À faire »
Donnez sous forme de liste JSON de chaînes les lignes des données ci-dessous, de celle qui contient "Per instance of the shadow" jusqu'à la fin des données, bornes incluses. Mettez une chaîne par ligne et omettez les lignes vides.

Enregistrements du jeu de données de pointage:
....

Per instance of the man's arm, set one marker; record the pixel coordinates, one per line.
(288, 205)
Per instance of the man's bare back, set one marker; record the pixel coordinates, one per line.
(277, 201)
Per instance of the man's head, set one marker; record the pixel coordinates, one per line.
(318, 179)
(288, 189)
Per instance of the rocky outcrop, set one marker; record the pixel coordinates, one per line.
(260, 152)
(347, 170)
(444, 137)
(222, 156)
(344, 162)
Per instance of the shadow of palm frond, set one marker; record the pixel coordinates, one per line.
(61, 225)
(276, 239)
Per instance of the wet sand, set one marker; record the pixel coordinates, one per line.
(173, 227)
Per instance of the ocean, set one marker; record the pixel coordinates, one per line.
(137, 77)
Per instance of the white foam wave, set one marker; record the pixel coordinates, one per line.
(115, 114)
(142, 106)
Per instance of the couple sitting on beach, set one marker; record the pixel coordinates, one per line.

....

Résultat de l'exercice »
[
  "Per instance of the shadow of palm frond, set one marker; record the pixel coordinates, one per line.",
  "(61, 225)",
  "(276, 239)",
  "Per instance of the wet sand, set one marker; record the pixel coordinates, one per line.",
  "(173, 227)",
  "Per instance of the ocean, set one marker; record the pixel coordinates, one per line.",
  "(137, 77)",
  "Per instance of the white foam wave, set one marker; record the pixel coordinates, one per line.",
  "(115, 114)",
  "(142, 106)",
  "Per instance of the couple sitting on beach, set one marker; record the pixel coordinates, one per line."
]